▶ _Items_
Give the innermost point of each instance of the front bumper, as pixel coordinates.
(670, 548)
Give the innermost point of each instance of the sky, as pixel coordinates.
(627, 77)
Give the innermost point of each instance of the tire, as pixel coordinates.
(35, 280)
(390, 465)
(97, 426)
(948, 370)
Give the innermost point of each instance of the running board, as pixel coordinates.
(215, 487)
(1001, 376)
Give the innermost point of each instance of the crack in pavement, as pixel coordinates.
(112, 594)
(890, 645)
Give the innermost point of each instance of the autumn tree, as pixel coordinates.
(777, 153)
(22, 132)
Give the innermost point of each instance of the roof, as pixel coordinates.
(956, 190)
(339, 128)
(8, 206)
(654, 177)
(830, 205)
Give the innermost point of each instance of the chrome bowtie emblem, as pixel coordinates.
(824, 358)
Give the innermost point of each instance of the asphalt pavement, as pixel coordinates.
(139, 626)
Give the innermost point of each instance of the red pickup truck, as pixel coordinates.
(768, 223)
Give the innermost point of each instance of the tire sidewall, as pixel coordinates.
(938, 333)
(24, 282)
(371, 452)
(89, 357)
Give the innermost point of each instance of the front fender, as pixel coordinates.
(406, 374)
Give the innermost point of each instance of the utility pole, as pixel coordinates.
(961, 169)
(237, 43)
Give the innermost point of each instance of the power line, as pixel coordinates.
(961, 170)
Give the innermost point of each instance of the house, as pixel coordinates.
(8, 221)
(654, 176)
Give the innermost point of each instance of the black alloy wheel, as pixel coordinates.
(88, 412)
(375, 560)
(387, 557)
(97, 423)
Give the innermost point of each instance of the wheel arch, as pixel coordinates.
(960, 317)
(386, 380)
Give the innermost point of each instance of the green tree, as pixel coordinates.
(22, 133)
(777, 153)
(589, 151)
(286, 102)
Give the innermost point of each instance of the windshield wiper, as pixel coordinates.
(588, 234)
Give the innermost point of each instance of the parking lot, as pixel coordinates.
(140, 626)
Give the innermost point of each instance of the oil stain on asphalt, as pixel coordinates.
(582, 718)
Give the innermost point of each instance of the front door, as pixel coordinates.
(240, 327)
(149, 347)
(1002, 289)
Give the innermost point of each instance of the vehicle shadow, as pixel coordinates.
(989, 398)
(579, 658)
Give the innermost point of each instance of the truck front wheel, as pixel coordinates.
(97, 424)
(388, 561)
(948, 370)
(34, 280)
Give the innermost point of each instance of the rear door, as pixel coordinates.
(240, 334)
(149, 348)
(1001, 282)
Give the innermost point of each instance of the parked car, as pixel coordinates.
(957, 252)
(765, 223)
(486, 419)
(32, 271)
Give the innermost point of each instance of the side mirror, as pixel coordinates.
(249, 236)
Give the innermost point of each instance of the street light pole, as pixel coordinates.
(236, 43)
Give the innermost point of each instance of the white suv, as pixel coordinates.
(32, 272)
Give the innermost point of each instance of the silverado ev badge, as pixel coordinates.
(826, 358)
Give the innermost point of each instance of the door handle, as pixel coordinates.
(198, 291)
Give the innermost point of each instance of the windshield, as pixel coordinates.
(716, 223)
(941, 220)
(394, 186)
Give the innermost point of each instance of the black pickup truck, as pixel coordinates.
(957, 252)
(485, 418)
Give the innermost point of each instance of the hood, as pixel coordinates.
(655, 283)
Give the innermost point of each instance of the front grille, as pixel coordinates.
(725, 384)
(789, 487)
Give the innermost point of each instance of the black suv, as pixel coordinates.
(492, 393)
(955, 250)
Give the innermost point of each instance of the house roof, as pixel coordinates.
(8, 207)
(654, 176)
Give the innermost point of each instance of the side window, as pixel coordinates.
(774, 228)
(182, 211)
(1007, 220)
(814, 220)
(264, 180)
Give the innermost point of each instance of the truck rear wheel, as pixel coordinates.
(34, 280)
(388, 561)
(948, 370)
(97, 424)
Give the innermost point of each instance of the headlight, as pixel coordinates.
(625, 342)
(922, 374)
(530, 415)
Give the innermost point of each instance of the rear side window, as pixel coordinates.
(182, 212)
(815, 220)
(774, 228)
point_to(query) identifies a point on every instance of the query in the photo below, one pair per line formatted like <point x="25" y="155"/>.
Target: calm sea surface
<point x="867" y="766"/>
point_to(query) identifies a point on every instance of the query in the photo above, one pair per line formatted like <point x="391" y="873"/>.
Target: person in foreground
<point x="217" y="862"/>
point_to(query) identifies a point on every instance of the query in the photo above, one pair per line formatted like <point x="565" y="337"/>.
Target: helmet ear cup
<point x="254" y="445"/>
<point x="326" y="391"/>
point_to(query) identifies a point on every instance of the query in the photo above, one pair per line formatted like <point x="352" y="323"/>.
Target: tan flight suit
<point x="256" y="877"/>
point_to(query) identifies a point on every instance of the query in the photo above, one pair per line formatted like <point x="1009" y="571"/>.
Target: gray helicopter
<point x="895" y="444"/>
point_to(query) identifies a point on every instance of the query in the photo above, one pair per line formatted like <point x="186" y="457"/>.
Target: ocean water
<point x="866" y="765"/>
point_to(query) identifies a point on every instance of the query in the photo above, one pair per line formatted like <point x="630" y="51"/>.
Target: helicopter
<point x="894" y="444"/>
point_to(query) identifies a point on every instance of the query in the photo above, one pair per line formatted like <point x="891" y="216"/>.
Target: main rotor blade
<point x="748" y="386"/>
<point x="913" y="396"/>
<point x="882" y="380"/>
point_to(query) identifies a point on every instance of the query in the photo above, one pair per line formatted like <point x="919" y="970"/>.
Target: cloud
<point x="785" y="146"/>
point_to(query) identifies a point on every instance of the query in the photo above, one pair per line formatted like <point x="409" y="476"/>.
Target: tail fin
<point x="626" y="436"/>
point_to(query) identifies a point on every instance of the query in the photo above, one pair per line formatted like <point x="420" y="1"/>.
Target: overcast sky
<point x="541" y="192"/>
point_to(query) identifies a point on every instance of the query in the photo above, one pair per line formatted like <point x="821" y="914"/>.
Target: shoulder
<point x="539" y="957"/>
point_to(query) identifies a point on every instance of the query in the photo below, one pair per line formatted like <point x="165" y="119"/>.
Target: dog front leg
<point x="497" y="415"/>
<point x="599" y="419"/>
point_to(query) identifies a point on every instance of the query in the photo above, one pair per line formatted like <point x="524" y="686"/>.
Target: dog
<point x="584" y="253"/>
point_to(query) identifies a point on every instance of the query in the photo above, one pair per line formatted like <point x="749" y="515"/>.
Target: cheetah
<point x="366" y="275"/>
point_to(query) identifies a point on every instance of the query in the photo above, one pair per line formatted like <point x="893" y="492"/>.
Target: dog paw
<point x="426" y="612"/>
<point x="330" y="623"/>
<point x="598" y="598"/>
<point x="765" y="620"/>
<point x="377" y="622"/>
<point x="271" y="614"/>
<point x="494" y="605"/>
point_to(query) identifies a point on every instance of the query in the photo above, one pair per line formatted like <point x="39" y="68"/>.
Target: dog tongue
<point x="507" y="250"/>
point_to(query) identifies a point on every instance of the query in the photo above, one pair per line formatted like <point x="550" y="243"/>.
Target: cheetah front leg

▶ _What this task involves_
Extract every line in the rows above that contains the string "roof", copying each one whole. Case counts.

▶ _Exercise answer_
Give the innermost point of each instance of the roof, as pixel coordinates.
Give the innermost point of each instance of the house roof, as pixel coordinates.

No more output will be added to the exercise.